#### [Available records]
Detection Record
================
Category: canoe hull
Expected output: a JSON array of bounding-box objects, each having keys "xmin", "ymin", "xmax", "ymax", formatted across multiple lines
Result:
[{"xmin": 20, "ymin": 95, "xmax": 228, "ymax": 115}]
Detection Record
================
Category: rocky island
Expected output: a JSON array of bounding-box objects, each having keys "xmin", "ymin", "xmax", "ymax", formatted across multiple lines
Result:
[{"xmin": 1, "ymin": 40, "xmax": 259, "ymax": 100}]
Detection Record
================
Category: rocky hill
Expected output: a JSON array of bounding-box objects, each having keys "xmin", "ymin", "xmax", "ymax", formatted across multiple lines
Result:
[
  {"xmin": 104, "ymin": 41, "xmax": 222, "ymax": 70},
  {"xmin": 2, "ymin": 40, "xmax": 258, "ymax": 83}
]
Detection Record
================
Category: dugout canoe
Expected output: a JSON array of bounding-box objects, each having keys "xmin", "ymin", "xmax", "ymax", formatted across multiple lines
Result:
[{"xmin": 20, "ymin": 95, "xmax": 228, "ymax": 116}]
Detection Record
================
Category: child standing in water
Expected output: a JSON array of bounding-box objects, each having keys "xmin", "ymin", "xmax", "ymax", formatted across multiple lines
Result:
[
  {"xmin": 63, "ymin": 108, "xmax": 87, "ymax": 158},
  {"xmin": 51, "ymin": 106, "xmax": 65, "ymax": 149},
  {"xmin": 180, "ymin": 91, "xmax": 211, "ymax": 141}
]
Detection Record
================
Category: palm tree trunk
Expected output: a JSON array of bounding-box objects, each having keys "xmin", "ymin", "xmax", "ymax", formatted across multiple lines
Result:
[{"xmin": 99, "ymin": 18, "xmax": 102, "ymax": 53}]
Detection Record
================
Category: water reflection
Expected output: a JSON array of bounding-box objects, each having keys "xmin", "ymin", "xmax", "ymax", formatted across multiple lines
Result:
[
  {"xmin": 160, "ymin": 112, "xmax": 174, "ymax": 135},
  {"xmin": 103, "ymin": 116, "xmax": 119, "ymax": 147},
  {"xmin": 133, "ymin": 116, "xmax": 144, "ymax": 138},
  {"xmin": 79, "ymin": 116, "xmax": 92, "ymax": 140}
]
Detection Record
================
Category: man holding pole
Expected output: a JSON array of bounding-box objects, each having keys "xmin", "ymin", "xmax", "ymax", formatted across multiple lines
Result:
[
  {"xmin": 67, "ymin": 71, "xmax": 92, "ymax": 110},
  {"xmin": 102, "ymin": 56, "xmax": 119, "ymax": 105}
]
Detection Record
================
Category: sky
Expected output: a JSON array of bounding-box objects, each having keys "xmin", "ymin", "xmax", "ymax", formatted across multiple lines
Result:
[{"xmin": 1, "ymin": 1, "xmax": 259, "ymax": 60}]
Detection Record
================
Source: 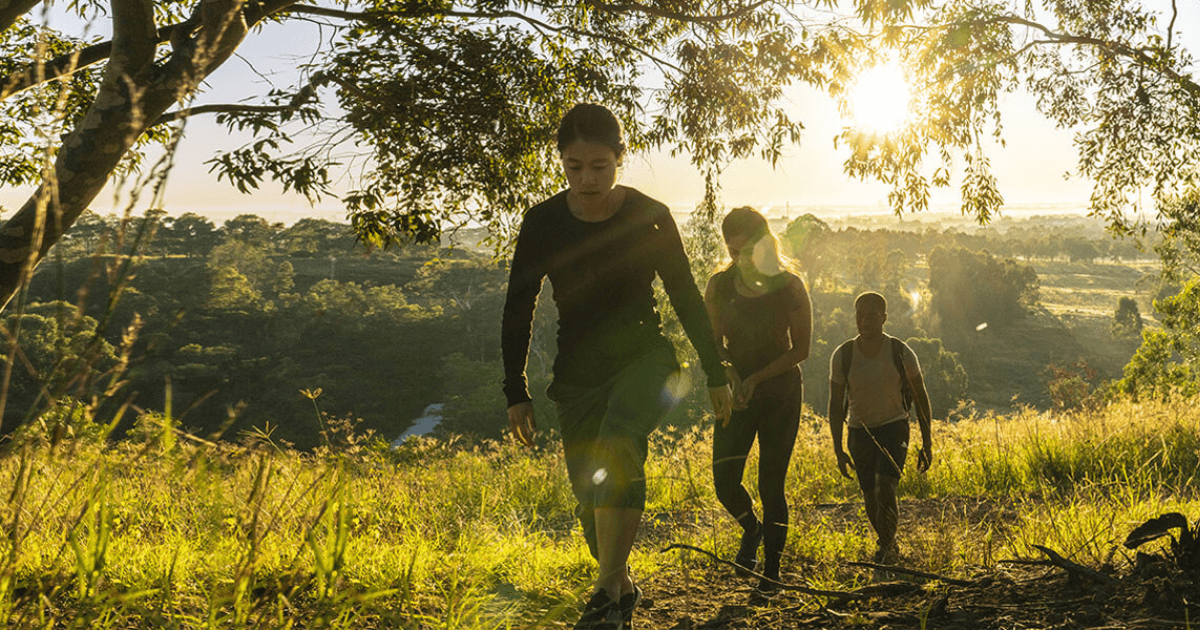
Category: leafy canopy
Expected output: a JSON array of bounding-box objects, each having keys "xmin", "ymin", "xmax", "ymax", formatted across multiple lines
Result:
[{"xmin": 0, "ymin": 0, "xmax": 1197, "ymax": 313}]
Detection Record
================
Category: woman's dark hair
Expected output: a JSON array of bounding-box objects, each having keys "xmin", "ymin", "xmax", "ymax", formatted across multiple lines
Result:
[
  {"xmin": 721, "ymin": 206, "xmax": 770, "ymax": 243},
  {"xmin": 720, "ymin": 206, "xmax": 798, "ymax": 276},
  {"xmin": 557, "ymin": 103, "xmax": 626, "ymax": 161}
]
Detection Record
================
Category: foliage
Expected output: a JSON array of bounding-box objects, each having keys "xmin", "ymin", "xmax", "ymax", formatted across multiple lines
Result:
[
  {"xmin": 1154, "ymin": 192, "xmax": 1200, "ymax": 282},
  {"xmin": 1112, "ymin": 277, "xmax": 1200, "ymax": 400},
  {"xmin": 1111, "ymin": 297, "xmax": 1144, "ymax": 339},
  {"xmin": 207, "ymin": 0, "xmax": 819, "ymax": 250},
  {"xmin": 1112, "ymin": 192, "xmax": 1200, "ymax": 398},
  {"xmin": 0, "ymin": 302, "xmax": 118, "ymax": 429},
  {"xmin": 835, "ymin": 1, "xmax": 1200, "ymax": 233},
  {"xmin": 4, "ymin": 0, "xmax": 1197, "ymax": 311},
  {"xmin": 782, "ymin": 213, "xmax": 834, "ymax": 292},
  {"xmin": 1045, "ymin": 360, "xmax": 1100, "ymax": 411},
  {"xmin": 15, "ymin": 212, "xmax": 1160, "ymax": 447},
  {"xmin": 903, "ymin": 337, "xmax": 968, "ymax": 418},
  {"xmin": 437, "ymin": 353, "xmax": 507, "ymax": 440},
  {"xmin": 928, "ymin": 245, "xmax": 1039, "ymax": 332}
]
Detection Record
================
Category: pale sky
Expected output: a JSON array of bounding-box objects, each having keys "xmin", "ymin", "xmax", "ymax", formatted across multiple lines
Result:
[{"xmin": 2, "ymin": 2, "xmax": 1195, "ymax": 225}]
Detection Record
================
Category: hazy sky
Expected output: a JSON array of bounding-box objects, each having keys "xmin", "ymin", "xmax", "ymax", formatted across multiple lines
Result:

#### [Task details]
Give every entry above again, exactly, and keep all pictures out of it.

#### [Expected answer]
Detection Record
================
Category: canoe hull
Expected output: a JSON array of bounding-box objects, each having keys "xmin", "ymin", "xmax", "ymax", formatted across multiple lines
Result:
[{"xmin": 20, "ymin": 95, "xmax": 228, "ymax": 115}]
Detection Record
================
Category: rocky island
Expected output: a JSON array of bounding-box objects, each having keys "xmin", "ymin", "xmax", "ymax", formatted across multiple lines
Result:
[{"xmin": 1, "ymin": 40, "xmax": 259, "ymax": 100}]
Detection Record
================
Category: rocky hill
Expected output: a JSON array of bounding-box objects, each having keys "xmin", "ymin", "xmax", "ymax", formatted across multiple lines
Result:
[
  {"xmin": 104, "ymin": 41, "xmax": 222, "ymax": 70},
  {"xmin": 2, "ymin": 40, "xmax": 258, "ymax": 83}
]
Detection Record
================
Category: dugout canoe
Expected output: a JSON array of bounding-box objects, each having keys "xmin", "ymin", "xmax", "ymax", formatted across multiple lines
Result:
[{"xmin": 20, "ymin": 95, "xmax": 228, "ymax": 116}]
Detection Record
================
Category: child standing in water
Expected output: a JSON array of bounding-box objects, each having keys "xmin", "ymin", "xmax", "ymax", formatted across multiple lines
Result:
[
  {"xmin": 63, "ymin": 108, "xmax": 87, "ymax": 158},
  {"xmin": 51, "ymin": 106, "xmax": 65, "ymax": 149},
  {"xmin": 180, "ymin": 91, "xmax": 211, "ymax": 141}
]
Detection Record
================
Category: palm tree trunk
Expected output: a JSON array of bounding-box objects, each having keys "xmin", "ymin", "xmax", "ymax", formatted across multiple lines
Result:
[{"xmin": 99, "ymin": 18, "xmax": 102, "ymax": 53}]
Detection Record
================
Category: water reflection
Expected output: a JSON array of bounding-box objects, each having keys "xmin", "ymin", "xmax", "ymax", formatted across multiple lines
Result:
[
  {"xmin": 160, "ymin": 112, "xmax": 174, "ymax": 135},
  {"xmin": 103, "ymin": 116, "xmax": 119, "ymax": 147},
  {"xmin": 133, "ymin": 116, "xmax": 144, "ymax": 138},
  {"xmin": 79, "ymin": 116, "xmax": 92, "ymax": 140}
]
Detection Record
================
Category: man holding pole
Expected output: a JSON array of bounding-box objects, each having keys "xmin", "ymin", "xmax", "ymax", formatted across multiple lines
Result:
[
  {"xmin": 67, "ymin": 71, "xmax": 92, "ymax": 110},
  {"xmin": 102, "ymin": 56, "xmax": 119, "ymax": 105}
]
Detection Record
================
Category: sky
Expected output: a JSON array of bounding-box objects, each having keys "xmin", "ymin", "xmax", "ymax", formatted across multiple lines
Result:
[{"xmin": 1, "ymin": 1, "xmax": 259, "ymax": 60}]
Detection Record
================
Source: 
Category: leafy canopy
Expected output: a JSON array of bounding-box objects, each having keys "xmin", "ymin", "xmax", "ymax", formatted across multiple lines
Result:
[{"xmin": 0, "ymin": 0, "xmax": 1197, "ymax": 313}]
Detection Record
================
Category: woman's dark hair
Expected output: a JSON array of bounding-box objects, each having keys "xmin", "ymin", "xmax", "ymax", formatted across multiple lines
Result:
[
  {"xmin": 721, "ymin": 206, "xmax": 770, "ymax": 243},
  {"xmin": 720, "ymin": 206, "xmax": 798, "ymax": 276},
  {"xmin": 557, "ymin": 103, "xmax": 626, "ymax": 161}
]
Detection Record
================
Category: foliage
Expected output: a JSON array of bounding-box objects, each having keys "xmin", "ymin", "xmax", "ymax", formatted across multiple lines
Result:
[
  {"xmin": 1154, "ymin": 192, "xmax": 1200, "ymax": 282},
  {"xmin": 1112, "ymin": 277, "xmax": 1200, "ymax": 400},
  {"xmin": 1111, "ymin": 297, "xmax": 1144, "ymax": 339},
  {"xmin": 207, "ymin": 0, "xmax": 819, "ymax": 250},
  {"xmin": 1112, "ymin": 192, "xmax": 1200, "ymax": 398},
  {"xmin": 0, "ymin": 302, "xmax": 118, "ymax": 429},
  {"xmin": 835, "ymin": 1, "xmax": 1200, "ymax": 233},
  {"xmin": 4, "ymin": 0, "xmax": 1197, "ymax": 311},
  {"xmin": 782, "ymin": 213, "xmax": 834, "ymax": 292},
  {"xmin": 1045, "ymin": 360, "xmax": 1100, "ymax": 411},
  {"xmin": 15, "ymin": 212, "xmax": 1160, "ymax": 447},
  {"xmin": 903, "ymin": 337, "xmax": 968, "ymax": 418},
  {"xmin": 437, "ymin": 353, "xmax": 507, "ymax": 440},
  {"xmin": 928, "ymin": 245, "xmax": 1039, "ymax": 332}
]
Detection Record
================
Category: pale sky
Expected output: a JSON array of bounding-box objects, each having keys "xmin", "ymin", "xmax", "ymax", formatted across multiple lines
Result:
[{"xmin": 2, "ymin": 2, "xmax": 1195, "ymax": 225}]
Detection Record
================
Category: hazy sky
Expected output: a JSON array of bounding-box objects, each having keys "xmin", "ymin", "xmax", "ymax", formatted across multiple lines
Result:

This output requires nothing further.